© E.S.C éditions
Pour la petite histoire, il faut d’abord rappeler qu’A mort l’arbitre ! fut tourné en 1983, soit deux ans avant la tragédie du Heysel qui allait endeuiller durablement le monde du football. A ce titre, on peut légitimement affirmer que le film de Mocky possède une dimension visionnaire même si la violence dans le sport n’était alors pas une donnée inédite.
Adapté d’une série noire, le récit narre les tribulations d’un groupe de supporters rendus fous par un penalty sifflé par l’arbitre et qui cherche à se venger de l’homme en noir après la défaite de leur équipe. Après Y a-t-il un français dans la salle ?, Mocky poursuit sur sa lancée et réalise un nouveau film de « monstres », peuplé de trognes impayables, dessinant un tableau assez effrayant du genre humain. Il débute d’abord comme une satire au vitriol des supporters de foot. Le cinéaste ne s’en prend pourtant jamais au sport en lui-même ni à ceux qui le suivent avec ferveur mais à ces groupes qui ne peuvent exister qu’à travers une certaine forme de violence et pour qui le foot n’est qu’un prétexte pour gueuler plus fort. Mocky caricature ces hommes (et quelques femmes quand même !) avec beaucoup de verve, s’appuyant sur un Michel Serrault particulièrement survolté, plus abject que jamais et une galerie de personnages grimaçants où l’on retrouvera quelques-uns de ses fidèles, que ce soit Dominique Zardi ou l’excellent Jean Abeillé. On notera aussi la présence de Laurent Malet, jeune premier de l’époque que Mocky a volontairement enlaidi en l’affublant d’une minerve ! Appuyant où cela fait mal (la vulgarité crasse des supporters, leur violence sous-jacente sans parler des relents sexistes et racistes qui ressurgissent à l’occasion), le cinéaste offre une peinture assez désabusée d’une certaine frange de l’humanité qu’il nous fait partager par le biais du flic cynique qu’il incarne lui-même. La force du cinéma de Mocky, c’est de ne jamais adopter une position de surplomb par rapport aux personnages qu’il filme. Si la bêtise reste l’un des sujets qui le passionne le plus, il nous plonge le nez dedans et ne nous permet pas de nous en moquer confortablement. Le rire chez Mocky est beaucoup plus grinçant et il n’épargne personne : les flics (qui brillent par leur absence et leur incompétence), les politicards (Mocky-policier dit qu’il préfère s’occuper la sécurité dans un stade plutôt que de celle des politiciens véreux) ou les dirigeants des clubs sportifs (qui festoient quand la situation dégénère).

▶ [Consigne]: Dites, s’il vous plaît, si chaque affirmation concorde avec le texte sur le film de Mocky, en répondant par oui ou non et en citant les mots décisifs du texte. 1. Le film a été tourné en 1983. 2. Le cinéaste s’attaque au football lui-même. 3. Mocky interprète lui-même un policier dans le film.

(Entrées de pointage d’objets étiquetés)

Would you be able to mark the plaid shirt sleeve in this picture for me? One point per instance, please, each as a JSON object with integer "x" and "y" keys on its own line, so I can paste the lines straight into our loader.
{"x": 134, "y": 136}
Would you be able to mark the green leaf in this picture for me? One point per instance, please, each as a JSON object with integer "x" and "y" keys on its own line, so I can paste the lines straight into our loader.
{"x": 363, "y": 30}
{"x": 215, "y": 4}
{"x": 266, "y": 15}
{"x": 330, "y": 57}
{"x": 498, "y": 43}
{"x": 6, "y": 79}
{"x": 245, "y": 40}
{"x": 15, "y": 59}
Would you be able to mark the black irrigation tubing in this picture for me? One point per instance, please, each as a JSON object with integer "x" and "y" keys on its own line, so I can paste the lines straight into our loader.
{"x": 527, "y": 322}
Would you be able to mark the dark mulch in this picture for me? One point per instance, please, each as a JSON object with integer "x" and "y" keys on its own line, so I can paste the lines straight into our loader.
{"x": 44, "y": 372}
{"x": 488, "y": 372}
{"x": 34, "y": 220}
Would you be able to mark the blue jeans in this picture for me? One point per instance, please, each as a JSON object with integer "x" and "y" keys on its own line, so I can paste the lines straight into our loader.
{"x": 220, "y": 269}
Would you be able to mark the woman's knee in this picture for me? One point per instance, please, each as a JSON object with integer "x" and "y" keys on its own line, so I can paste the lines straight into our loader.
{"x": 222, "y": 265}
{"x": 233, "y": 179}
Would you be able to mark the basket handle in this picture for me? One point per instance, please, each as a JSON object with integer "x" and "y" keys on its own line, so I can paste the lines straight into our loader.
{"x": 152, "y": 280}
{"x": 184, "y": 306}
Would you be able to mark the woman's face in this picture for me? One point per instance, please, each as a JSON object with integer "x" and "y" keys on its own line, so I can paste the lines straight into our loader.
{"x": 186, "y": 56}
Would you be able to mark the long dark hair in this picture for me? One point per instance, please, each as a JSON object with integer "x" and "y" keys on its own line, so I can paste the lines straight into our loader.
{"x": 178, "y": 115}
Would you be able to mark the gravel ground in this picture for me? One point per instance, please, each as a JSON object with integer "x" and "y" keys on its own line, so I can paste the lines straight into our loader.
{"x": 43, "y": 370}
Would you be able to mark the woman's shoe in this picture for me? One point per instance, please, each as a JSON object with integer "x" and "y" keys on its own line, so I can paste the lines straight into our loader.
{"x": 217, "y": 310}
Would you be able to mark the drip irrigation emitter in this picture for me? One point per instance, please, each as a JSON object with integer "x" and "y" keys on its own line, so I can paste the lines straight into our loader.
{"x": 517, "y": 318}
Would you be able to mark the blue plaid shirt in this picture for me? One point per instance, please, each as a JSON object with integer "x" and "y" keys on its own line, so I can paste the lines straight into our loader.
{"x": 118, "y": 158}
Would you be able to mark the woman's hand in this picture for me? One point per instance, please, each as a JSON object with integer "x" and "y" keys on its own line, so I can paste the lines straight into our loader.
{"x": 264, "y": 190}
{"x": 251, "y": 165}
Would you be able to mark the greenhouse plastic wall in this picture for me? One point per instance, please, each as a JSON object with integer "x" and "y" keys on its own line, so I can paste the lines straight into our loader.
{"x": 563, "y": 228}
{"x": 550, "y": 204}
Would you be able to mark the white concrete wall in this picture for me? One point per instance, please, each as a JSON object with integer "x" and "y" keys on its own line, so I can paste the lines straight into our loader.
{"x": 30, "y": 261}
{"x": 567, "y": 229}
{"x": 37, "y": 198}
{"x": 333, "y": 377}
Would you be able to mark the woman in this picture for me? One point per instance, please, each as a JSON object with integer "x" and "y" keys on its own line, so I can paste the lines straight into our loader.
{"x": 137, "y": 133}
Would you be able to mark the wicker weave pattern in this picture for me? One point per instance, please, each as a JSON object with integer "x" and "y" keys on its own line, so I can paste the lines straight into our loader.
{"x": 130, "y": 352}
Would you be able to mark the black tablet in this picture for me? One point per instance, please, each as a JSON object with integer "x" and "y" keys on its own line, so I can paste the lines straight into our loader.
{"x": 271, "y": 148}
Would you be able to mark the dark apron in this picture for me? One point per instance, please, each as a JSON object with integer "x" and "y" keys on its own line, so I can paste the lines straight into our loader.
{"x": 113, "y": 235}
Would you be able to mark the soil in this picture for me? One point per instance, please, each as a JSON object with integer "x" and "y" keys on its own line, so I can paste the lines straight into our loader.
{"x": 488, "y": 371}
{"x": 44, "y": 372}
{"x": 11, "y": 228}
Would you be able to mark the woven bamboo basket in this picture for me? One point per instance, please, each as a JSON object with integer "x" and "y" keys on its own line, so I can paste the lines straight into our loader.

▶ [Réponse rédigée]:
1. Oui : « fut tourné en 1983 ».
2. Non : « Le cinéaste ne s’en prend pourtant jamais au sport en lui-même ».
3. Oui : « par le biais du flic cynique qu’il incarne lui-même ».